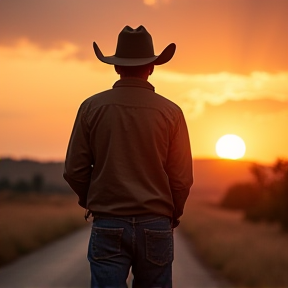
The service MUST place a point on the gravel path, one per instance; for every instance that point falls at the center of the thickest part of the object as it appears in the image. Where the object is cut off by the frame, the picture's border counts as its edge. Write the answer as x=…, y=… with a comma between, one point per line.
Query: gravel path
x=57, y=266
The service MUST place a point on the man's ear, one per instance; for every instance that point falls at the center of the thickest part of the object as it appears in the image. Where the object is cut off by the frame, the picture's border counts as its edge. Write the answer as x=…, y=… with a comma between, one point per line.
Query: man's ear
x=117, y=69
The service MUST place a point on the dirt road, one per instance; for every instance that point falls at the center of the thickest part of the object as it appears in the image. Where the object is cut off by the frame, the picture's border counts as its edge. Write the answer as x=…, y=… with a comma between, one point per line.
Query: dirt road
x=57, y=266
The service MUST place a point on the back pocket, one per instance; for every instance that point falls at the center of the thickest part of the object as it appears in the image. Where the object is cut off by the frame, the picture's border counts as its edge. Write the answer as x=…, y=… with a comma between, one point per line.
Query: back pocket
x=106, y=242
x=159, y=246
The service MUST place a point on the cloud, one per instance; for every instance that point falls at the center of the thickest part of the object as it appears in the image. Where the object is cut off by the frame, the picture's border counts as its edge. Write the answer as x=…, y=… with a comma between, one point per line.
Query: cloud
x=194, y=92
x=211, y=35
x=155, y=2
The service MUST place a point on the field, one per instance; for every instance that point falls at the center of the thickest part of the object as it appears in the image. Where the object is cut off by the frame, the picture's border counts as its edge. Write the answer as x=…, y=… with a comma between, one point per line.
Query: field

------------

Task goal: Write out every line of the listing that holds the word "field".

Answer section:
The service MUST place a point on the field, one per instance; for every instance that point falls at the center of the thickest part of the object as it appears in the image. Where the object is cut off by the frame, the picture's border counts as its edge. Write the answer as x=…, y=… with a comma between, one point per line.
Query: field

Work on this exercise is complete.